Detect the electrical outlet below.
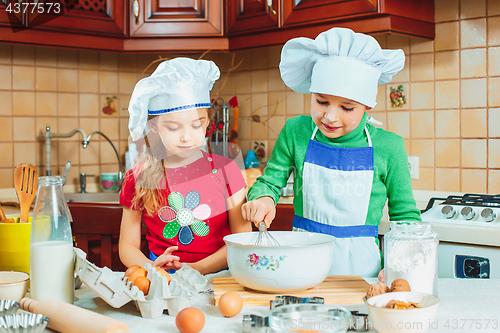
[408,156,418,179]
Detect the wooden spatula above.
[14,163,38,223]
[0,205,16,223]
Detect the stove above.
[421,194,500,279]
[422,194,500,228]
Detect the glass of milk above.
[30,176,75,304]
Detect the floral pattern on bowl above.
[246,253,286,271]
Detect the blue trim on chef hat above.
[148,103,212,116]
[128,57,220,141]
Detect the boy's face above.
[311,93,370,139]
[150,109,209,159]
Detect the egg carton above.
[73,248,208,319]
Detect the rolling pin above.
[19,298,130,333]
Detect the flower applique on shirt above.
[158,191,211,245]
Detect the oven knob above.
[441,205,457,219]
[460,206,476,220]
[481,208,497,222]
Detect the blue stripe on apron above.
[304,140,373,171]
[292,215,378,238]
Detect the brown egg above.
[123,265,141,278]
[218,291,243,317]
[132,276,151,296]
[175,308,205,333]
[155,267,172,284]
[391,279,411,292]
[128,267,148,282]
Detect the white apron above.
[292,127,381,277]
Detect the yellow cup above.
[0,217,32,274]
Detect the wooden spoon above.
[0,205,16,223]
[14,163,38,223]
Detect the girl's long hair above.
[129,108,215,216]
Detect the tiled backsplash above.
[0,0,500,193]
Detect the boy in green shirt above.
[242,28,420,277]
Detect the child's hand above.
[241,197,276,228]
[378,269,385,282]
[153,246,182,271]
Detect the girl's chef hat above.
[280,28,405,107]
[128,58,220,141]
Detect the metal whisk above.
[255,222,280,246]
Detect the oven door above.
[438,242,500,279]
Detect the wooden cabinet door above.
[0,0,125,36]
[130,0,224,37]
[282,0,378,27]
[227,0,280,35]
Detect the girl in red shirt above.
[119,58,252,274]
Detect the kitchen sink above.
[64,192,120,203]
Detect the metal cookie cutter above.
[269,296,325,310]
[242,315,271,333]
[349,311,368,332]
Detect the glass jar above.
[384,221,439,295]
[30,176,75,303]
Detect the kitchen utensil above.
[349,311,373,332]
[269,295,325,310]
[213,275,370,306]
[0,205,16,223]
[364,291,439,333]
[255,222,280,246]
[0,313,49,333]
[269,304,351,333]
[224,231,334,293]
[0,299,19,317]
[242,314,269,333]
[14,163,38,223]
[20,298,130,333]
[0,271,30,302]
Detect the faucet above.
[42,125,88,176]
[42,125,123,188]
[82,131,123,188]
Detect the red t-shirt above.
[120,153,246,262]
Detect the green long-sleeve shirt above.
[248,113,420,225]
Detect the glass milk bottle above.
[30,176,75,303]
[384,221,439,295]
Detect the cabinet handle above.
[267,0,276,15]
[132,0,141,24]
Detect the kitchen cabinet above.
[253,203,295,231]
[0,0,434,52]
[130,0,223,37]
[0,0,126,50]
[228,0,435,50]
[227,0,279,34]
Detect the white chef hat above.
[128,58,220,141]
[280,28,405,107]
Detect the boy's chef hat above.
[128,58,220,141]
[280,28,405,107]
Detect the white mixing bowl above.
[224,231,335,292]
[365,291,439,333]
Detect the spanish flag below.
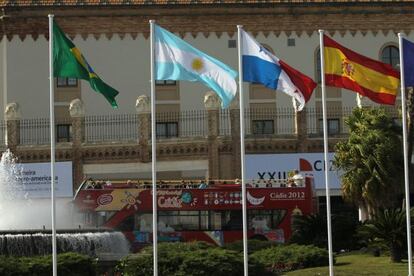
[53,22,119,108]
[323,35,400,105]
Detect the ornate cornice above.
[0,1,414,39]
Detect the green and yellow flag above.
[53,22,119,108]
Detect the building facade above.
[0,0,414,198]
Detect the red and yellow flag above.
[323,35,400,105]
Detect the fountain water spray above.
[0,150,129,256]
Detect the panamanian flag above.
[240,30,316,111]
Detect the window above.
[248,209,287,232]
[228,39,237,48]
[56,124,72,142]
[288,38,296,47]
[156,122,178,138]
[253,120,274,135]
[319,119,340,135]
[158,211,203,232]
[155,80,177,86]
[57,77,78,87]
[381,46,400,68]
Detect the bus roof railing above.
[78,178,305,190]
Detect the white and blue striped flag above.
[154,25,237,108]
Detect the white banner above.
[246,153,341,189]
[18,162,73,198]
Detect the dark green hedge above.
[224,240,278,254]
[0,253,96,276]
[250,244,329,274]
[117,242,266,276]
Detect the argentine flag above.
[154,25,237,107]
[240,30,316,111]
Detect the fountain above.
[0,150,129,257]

---

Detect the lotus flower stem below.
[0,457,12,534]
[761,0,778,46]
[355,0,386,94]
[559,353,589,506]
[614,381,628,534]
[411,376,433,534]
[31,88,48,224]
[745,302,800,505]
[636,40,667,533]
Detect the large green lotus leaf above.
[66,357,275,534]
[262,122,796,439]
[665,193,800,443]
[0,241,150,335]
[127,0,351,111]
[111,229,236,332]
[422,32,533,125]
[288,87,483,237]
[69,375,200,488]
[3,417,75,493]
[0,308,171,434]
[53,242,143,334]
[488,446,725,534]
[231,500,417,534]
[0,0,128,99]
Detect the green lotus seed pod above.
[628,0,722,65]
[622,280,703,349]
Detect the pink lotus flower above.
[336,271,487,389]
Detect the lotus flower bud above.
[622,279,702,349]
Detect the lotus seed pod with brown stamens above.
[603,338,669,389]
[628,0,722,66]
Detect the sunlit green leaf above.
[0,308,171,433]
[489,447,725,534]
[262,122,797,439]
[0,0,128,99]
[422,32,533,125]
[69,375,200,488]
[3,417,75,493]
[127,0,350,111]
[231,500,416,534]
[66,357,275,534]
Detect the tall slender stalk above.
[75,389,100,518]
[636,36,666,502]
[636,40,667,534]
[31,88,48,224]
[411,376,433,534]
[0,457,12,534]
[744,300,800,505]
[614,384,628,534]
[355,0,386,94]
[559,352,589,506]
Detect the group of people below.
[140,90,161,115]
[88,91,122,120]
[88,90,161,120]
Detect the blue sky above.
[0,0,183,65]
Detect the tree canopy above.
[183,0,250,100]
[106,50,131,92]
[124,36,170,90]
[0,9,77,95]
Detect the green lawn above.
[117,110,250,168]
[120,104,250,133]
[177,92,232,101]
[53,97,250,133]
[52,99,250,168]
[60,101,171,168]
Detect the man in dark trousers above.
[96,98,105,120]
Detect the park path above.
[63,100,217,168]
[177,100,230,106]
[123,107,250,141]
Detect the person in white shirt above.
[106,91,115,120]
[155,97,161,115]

---

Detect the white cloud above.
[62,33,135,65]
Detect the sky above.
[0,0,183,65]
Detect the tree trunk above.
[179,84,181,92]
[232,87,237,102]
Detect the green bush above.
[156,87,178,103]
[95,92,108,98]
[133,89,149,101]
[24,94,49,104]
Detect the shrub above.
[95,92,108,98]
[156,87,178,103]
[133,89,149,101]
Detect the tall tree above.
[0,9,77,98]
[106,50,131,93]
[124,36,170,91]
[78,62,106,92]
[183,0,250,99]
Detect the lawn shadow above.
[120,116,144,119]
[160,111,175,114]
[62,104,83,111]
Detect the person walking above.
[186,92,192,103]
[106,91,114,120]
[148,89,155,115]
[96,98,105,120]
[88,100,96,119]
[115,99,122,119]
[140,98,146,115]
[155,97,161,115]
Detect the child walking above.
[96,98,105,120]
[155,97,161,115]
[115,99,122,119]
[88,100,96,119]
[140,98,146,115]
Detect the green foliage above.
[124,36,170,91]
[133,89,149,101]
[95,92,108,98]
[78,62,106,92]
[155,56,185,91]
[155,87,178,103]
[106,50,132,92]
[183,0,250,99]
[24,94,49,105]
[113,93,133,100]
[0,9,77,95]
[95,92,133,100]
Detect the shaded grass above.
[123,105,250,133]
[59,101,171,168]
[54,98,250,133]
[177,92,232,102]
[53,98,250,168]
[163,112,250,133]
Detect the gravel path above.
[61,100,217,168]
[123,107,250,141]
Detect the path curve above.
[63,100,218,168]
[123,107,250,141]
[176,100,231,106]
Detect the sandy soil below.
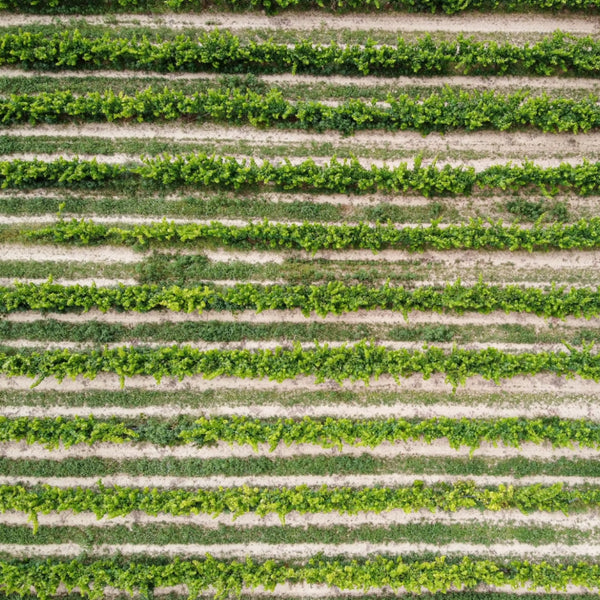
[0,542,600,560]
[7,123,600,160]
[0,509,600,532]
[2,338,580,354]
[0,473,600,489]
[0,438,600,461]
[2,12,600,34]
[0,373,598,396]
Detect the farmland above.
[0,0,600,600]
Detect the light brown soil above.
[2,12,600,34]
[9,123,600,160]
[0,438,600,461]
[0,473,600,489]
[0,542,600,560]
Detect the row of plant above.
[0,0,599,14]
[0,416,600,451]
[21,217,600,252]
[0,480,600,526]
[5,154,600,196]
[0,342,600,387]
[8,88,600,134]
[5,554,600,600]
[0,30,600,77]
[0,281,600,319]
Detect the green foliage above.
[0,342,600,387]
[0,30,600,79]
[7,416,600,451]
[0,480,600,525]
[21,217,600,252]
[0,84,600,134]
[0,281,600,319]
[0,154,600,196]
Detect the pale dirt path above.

### AIM
Rewrite the entries from the line containing "Detect the child's hand above." through the line containing "[119,58,252,274]", swapping "metal whisk" for "steel whisk" and leaving everything else unchanged.

### TASK OUTPUT
Detect the child's hand above.
[241,197,276,228]
[378,269,385,282]
[153,246,182,271]
Detect the girl's chef hat above.
[280,28,405,107]
[128,58,220,141]
Detect the steel whisk above.
[255,222,280,246]
Detect the oven door above.
[438,242,500,279]
Detect the wooden cabinet door above.
[0,0,125,36]
[130,0,224,37]
[282,0,378,27]
[227,0,280,35]
Detect the girl in red shirt above.
[119,58,252,274]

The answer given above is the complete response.